▶ **ACTIVITY**
Could you set down exactly the lines in the records below between the line holding "Target: grass field" and the line holding "Target: dark-haired head", inclusive?

Dataset entries:

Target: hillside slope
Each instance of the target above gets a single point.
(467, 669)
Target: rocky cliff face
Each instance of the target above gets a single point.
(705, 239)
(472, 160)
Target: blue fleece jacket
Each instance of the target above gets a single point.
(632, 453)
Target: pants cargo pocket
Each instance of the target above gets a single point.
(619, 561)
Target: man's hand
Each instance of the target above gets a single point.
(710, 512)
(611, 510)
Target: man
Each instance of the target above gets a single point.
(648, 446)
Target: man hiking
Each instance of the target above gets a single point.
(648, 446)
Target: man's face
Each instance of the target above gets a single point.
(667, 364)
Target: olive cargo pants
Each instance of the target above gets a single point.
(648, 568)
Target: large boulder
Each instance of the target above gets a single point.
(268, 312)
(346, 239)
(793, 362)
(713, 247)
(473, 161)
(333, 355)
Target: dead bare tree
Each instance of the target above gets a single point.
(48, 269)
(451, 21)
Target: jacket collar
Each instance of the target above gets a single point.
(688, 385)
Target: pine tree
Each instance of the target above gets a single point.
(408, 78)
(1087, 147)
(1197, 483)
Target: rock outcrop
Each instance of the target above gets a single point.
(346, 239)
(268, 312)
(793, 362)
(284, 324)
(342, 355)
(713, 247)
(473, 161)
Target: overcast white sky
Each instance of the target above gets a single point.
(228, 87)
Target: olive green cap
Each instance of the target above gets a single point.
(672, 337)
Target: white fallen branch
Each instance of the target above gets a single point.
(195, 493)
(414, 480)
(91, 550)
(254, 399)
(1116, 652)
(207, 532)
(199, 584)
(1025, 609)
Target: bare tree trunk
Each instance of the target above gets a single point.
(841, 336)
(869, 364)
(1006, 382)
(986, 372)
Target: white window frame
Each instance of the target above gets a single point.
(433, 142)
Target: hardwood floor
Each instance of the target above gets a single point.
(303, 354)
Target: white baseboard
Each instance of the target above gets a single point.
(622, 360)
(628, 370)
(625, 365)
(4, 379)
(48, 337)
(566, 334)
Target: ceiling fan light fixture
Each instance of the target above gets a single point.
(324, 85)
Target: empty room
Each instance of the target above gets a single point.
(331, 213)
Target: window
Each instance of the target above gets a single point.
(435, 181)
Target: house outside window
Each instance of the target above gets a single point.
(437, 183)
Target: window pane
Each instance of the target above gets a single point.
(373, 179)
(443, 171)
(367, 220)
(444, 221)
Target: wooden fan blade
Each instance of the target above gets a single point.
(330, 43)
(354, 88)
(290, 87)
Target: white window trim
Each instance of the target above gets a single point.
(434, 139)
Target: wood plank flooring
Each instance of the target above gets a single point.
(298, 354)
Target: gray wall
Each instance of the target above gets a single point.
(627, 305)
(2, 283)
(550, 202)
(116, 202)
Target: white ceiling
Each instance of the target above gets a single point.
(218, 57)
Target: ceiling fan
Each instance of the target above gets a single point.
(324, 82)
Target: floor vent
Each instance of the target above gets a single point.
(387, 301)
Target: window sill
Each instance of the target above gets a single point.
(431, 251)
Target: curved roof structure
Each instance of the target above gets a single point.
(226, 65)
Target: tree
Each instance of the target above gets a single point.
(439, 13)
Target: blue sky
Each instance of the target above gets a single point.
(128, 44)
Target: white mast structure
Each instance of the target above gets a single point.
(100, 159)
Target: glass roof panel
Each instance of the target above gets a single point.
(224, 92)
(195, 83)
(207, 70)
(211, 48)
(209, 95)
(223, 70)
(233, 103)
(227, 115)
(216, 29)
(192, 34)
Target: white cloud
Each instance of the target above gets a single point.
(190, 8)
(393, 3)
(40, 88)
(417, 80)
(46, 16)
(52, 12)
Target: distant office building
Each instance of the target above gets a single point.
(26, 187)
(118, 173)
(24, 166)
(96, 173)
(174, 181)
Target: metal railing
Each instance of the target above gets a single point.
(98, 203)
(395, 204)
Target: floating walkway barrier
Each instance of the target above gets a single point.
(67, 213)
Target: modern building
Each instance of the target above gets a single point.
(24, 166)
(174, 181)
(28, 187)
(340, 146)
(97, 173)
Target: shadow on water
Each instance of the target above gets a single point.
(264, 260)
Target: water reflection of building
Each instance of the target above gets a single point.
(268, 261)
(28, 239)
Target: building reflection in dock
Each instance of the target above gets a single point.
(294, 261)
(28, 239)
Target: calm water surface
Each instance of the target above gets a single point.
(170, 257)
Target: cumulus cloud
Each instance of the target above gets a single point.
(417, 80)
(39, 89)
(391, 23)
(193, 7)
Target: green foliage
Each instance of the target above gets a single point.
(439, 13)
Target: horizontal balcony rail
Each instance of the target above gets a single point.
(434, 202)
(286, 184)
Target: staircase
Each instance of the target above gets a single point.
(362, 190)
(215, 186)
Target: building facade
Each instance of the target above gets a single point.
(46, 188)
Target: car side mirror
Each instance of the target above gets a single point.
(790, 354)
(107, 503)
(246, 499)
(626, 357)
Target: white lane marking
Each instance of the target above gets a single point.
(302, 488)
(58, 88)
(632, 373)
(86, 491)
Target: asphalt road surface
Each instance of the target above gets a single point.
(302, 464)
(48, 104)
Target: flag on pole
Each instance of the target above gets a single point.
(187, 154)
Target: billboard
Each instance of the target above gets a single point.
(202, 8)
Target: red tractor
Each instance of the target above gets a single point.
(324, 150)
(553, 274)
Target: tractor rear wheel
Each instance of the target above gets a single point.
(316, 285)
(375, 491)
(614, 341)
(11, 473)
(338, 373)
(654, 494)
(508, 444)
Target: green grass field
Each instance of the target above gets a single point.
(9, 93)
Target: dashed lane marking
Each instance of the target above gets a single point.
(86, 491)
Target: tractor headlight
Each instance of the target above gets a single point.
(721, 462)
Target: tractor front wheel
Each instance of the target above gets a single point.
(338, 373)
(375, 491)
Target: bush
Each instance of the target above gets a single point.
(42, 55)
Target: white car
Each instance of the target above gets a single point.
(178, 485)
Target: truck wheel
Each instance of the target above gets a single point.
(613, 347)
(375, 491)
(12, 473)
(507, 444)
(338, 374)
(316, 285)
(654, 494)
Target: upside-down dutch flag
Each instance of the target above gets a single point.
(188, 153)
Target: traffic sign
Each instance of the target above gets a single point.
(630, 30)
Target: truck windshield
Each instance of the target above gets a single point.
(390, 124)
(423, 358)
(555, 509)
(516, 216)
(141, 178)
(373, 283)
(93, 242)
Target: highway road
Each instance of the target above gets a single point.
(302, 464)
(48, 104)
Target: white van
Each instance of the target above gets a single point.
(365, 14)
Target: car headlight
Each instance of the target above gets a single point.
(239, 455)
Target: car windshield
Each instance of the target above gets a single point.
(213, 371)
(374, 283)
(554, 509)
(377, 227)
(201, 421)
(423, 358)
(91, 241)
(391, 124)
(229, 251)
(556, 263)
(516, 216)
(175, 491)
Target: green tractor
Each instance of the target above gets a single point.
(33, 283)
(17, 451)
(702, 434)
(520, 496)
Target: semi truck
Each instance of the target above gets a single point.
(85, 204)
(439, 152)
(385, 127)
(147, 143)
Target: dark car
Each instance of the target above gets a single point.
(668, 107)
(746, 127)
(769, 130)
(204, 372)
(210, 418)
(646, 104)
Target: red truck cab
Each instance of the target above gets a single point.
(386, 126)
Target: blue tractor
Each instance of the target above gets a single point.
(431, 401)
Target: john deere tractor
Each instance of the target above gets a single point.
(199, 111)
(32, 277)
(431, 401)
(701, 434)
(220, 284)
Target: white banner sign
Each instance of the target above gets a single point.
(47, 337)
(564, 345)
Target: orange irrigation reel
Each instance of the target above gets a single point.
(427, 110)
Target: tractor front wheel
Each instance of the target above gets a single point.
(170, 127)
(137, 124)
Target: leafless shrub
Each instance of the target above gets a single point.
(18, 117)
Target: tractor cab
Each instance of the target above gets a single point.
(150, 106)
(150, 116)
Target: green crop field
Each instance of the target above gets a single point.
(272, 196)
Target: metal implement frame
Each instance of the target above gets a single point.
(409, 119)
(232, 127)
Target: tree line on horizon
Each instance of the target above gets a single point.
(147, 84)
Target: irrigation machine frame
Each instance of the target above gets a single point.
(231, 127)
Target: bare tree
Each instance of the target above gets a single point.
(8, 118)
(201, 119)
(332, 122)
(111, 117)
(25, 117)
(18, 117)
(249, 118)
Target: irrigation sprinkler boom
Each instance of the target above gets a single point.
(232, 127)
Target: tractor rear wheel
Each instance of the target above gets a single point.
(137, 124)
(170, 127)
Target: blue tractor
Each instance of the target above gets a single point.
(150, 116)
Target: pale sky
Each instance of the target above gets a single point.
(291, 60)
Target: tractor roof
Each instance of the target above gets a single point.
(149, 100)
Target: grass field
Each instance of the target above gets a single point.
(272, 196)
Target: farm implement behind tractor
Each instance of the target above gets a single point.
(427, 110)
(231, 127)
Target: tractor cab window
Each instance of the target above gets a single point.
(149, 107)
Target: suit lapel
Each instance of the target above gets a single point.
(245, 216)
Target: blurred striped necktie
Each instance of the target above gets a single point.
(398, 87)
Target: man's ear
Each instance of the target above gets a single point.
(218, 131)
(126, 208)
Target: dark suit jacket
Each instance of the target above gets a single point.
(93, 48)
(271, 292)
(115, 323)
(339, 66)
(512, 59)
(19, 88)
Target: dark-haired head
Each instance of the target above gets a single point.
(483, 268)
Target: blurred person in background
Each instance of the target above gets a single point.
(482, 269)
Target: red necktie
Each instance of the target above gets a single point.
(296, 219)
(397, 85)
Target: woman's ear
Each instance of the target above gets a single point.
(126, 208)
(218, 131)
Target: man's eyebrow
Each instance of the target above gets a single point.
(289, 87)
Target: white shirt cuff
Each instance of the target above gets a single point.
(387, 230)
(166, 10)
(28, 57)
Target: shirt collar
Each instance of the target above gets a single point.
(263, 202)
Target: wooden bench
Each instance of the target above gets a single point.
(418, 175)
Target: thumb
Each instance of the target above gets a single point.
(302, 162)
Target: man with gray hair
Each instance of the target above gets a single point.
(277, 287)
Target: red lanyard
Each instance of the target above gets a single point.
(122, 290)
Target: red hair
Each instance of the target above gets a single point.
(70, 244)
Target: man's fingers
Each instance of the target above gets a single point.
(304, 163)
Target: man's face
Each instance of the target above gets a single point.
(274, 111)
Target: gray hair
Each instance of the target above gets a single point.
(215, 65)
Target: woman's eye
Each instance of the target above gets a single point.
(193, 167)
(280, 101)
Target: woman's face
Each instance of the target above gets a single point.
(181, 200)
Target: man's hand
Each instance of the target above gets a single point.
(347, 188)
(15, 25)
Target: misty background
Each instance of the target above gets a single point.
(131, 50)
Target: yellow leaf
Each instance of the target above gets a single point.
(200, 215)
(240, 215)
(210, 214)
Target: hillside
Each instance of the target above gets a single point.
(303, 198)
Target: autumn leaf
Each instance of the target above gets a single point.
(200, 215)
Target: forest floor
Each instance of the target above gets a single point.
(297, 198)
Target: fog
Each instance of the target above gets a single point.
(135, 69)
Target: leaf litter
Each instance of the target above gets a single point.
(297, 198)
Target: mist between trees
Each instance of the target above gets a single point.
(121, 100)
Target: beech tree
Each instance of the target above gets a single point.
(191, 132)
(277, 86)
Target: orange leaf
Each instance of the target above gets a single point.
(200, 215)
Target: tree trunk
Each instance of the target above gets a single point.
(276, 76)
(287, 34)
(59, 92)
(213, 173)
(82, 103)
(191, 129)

▶ **SOLVED EXERCISE**
Target: grass field
Each instance of the target above gets a single point.
(272, 196)
Target: farm implement behind tractor
Each instance of the target above gets a single point.
(427, 110)
(231, 127)
Target: tractor cab window
Each instance of the target above gets a single point.
(149, 107)
Target: suit lapel
Each instance of the target above gets a single point.
(245, 216)
Target: blurred striped necktie
Each instance of the target above gets a single point.
(398, 87)
Target: man's ear
Each instance of the target above gets a single point.
(218, 131)
(126, 208)
Target: dark suit jacket
Each instance of the target above gets a single point.
(93, 48)
(271, 292)
(115, 323)
(339, 66)
(512, 59)
(19, 88)
Target: dark-haired head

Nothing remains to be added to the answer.